** start of Document **
The fallout from World War One and the Spanish Influenza spurred public health advocates to urge people to make wise choices about food.

From the 1900s nutrition featured as a new frontier of scientific research. Universities established Home Science departments as they believed that women needed to know about hygiene in the kitchen, what temperature to cook foods at, how to plan healthy meals and know how to build up bodies following sickness.

Otago University College established the School of Home Science in 1911. The Christchurch Technical College (now known as Ara Institute of Canterbury) did the same. Many students planned to work as teachers, Karitane (Plunket) nurses, or domestic helpers; others married farmers or ran hostels.

Cookery books often carried an explicit message: good nutrition was an individual responsibility. An example from the Canterbury Museum collection is M A Blackmore’s Recipes for use in Home Science Classes, 8th revised edition (1942). Not many books were published during World War Two due to paper rationing but Blackmore's book must have been considered important enough to see print.
** end of Document **
# Required work
a – Transcribe the passage of the home science text that opens with the words containing "From the 1900s" and closes with "bodies following sickness.".
b – In the home science text, what year did Otago University College establish its School of Home Science?
** start of Items **
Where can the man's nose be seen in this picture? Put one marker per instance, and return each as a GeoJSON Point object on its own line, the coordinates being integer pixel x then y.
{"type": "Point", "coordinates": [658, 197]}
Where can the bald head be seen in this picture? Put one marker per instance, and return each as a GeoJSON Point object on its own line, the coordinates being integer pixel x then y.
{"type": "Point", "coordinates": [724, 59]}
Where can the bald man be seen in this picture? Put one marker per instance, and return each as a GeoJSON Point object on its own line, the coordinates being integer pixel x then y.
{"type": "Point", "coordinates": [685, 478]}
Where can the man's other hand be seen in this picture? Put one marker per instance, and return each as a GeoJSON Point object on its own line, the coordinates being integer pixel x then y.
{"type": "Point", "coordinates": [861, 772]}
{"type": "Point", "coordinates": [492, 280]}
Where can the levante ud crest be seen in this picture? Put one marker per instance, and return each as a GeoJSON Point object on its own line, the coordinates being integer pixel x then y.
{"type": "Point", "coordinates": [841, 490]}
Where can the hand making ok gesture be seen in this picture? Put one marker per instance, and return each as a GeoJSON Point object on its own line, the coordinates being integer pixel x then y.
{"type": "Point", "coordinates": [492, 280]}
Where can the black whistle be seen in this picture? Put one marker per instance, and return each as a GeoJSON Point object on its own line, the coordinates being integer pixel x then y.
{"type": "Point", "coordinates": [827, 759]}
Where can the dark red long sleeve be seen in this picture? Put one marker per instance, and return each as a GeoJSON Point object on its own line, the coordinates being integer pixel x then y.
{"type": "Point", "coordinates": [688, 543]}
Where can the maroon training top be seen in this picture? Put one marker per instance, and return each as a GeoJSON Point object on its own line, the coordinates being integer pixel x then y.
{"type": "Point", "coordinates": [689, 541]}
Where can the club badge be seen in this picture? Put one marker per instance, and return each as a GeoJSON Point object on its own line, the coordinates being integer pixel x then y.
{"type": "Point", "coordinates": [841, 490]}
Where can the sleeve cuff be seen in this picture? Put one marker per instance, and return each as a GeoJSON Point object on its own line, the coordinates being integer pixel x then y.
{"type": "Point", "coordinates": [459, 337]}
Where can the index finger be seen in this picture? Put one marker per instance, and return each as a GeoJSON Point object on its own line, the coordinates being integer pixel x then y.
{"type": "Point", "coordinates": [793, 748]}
** end of Items **
** start of Items **
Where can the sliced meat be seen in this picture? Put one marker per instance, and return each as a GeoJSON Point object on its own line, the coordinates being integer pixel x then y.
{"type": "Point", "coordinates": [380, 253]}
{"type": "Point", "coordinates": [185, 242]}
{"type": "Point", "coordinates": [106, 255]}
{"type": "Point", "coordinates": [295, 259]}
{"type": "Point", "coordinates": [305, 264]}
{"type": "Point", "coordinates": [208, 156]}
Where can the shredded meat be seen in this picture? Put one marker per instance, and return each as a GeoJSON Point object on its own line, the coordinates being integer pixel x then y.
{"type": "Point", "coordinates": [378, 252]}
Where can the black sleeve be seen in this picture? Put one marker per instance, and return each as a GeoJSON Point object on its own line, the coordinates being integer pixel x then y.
** end of Items **
** start of Items **
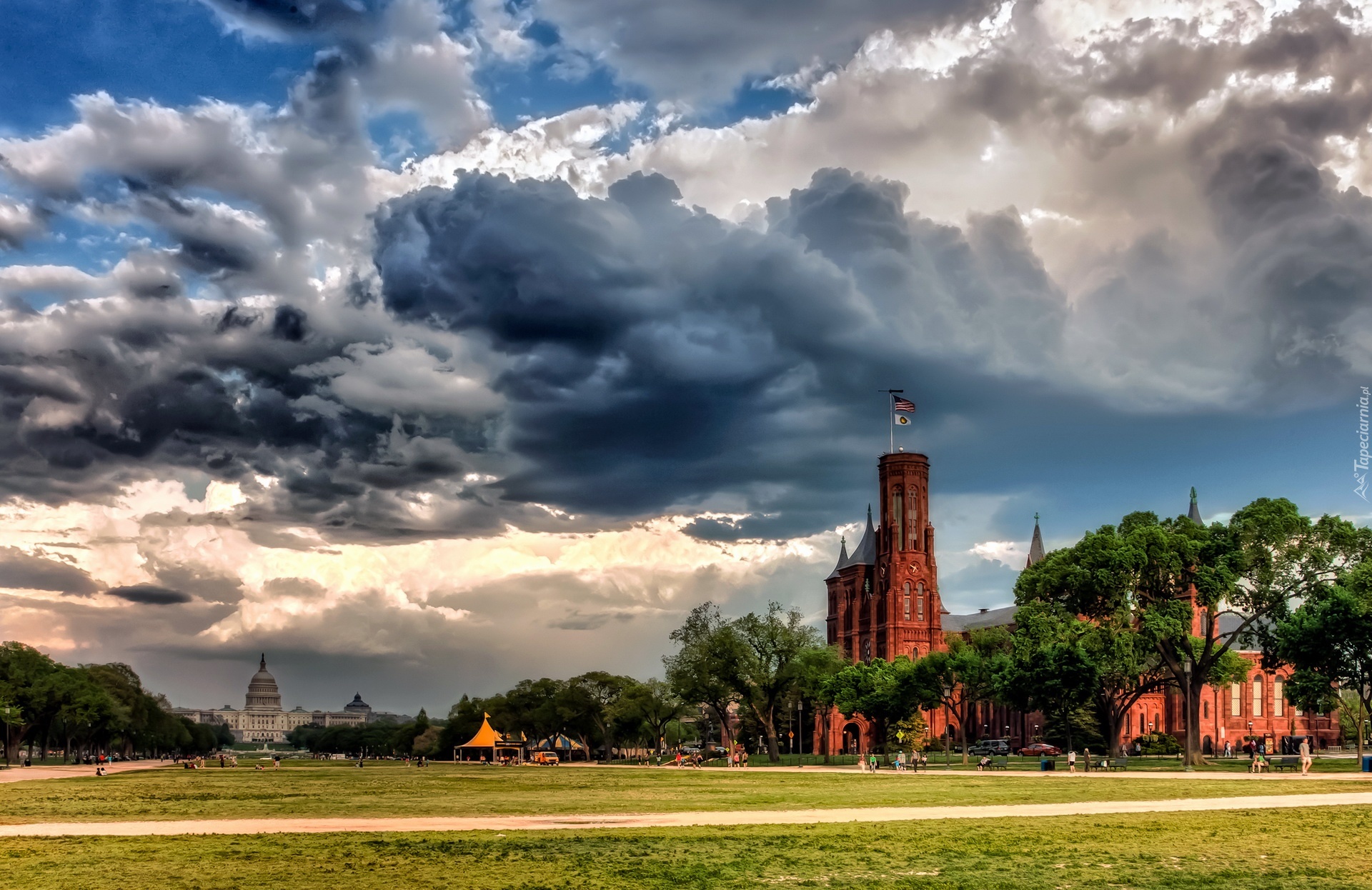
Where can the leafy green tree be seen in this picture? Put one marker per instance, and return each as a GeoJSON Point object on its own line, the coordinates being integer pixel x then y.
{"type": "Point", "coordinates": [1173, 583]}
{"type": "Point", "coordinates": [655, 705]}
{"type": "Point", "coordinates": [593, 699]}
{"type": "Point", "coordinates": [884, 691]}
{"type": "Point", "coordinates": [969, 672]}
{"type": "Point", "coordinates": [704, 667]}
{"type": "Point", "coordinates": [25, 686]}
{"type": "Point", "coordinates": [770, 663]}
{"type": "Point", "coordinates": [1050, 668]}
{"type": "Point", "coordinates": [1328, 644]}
** end of Items **
# Expected results
a –
From the 1900s nutrition featured as a new frontier of scientific research. Universities established Home Science departments as they believed that women needed to know about hygiene in the kitchen, what temperature to cook foods at, how to plan healthy meals and know how to build up bodies following sickness.

b – 1911